* [Excerpted passage]:
Periodontitis in Women
A study published in the Journal of Periodontology (January 1999) indicated that a minimum of 23% of women between the ages of 30 and 54 have periodontitis, advanced gum disease or periodontal disease in which the periodontal supporting tissues are actively being destroyed. Among women between the ages of 55 and 90 who still retain their teeth, 44% have periodontitis.
Due to an increased level of sex hormones, women during puberty experienced increased gum sensitivity and are thusly prone to swollen, red or tender gums. Oral hygiene and perhaps even periodontal therapy are integral during this stage to prevent periodontitis--tissue and bone loss surrounding the teeth. Some women, during puberty or into adulthood, suffer from menstruation gingivitis involving red and swollen gums, bleeding gums and inner cheek sores.
Beginning in the second or third month of pregnancy, women frequently experience gingivitis or pregnancy gingivitis until the eight month. Swelling, bleeding, redness or tenderness of gum tissue occurs during pregnancy gingivitis, a mild form of periodontitis. Furthermore, studies have suggested a link between periodontal disease and pre-term, low-birth weight babies. Pregnant women who have periodontal disease may even be seven times more likely to give birth prematurely to an underweight baby.

* [Listed records]:
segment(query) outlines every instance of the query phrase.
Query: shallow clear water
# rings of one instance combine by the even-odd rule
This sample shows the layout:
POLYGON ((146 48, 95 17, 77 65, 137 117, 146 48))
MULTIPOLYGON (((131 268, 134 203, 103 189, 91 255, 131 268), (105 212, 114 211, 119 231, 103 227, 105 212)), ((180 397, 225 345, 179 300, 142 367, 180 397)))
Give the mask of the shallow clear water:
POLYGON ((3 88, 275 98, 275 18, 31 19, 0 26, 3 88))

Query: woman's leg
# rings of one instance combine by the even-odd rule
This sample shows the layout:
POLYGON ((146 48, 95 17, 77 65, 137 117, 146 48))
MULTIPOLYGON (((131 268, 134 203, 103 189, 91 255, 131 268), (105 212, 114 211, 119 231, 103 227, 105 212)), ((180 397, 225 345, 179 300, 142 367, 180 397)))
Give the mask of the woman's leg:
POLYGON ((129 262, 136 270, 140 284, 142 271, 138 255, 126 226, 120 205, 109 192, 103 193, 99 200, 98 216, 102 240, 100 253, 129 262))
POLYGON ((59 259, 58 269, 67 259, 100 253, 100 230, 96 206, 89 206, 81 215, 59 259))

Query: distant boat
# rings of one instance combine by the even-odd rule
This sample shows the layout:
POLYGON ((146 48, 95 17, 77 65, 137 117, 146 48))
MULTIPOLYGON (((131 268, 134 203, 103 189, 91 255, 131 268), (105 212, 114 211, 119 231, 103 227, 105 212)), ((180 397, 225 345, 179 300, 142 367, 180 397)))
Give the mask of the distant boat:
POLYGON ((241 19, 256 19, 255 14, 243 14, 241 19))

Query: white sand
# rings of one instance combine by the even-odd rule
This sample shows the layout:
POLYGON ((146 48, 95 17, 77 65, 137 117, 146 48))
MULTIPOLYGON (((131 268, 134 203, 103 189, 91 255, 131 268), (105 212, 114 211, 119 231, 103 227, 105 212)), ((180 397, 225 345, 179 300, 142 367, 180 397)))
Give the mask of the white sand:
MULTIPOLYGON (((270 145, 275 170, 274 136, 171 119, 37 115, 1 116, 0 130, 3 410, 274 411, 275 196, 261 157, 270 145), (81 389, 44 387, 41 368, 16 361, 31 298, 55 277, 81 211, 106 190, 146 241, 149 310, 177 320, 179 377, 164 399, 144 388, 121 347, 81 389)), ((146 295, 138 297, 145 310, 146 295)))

* [Tasks and exercises]:
- A) In the text on periodontitis in women, what share of women aged 55 to 90 who still have their teeth have periodontitis?
- B) Duplicate everything in the text on periodontitis in women from "Due to an increased" down to "inner cheek sores.".
- C) Go on with the text on periodontitis in women from where it stops.
The lines have nothing to do with the text on periodontitis in women.

* [Answers]:
- A) 44% of them have periodontitis.

- B)
Due to an increased level of sex hormones, women during puberty experienced increased gum sensitivity and are thusly prone to swollen, red or tender gums. Oral hygiene and perhaps even periodontal therapy are integral during this stage to prevent periodontitis--tissue and bone loss surrounding the teeth. Some women, during puberty or into adulthood, suffer from menstruation gingivitis involving red and swollen gums, bleeding gums and inner cheek sores.

- C)
Women who take oral contraceptives may be prone to similar oral health conditions as pregnant women such as red, bleeding or swollen gums. Drugs that treat periodontal disease, such as an antibiotic for gum disease, may hinder the effectiveness of an oral contraceptive.
Menopausal gingivostomatitis affects a small number of women and involves dry or shiny gums that bleed easily or appear either oddly pale or deeply red. Estrogen supplements are thought to alleviate these gum disease symptoms.